Records provided
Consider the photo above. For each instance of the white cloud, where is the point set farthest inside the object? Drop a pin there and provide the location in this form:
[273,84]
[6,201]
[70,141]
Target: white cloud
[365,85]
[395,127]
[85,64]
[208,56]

Problem description
Please copy every row above word for word, without changing anything.

Answer
Consider the photo above. For each instance of the white cloud, where is the point set farthest inside the object? Drop a pin there and provide the location in this form:
[273,84]
[6,201]
[70,141]
Target: white cloud
[365,85]
[395,127]
[85,64]
[208,56]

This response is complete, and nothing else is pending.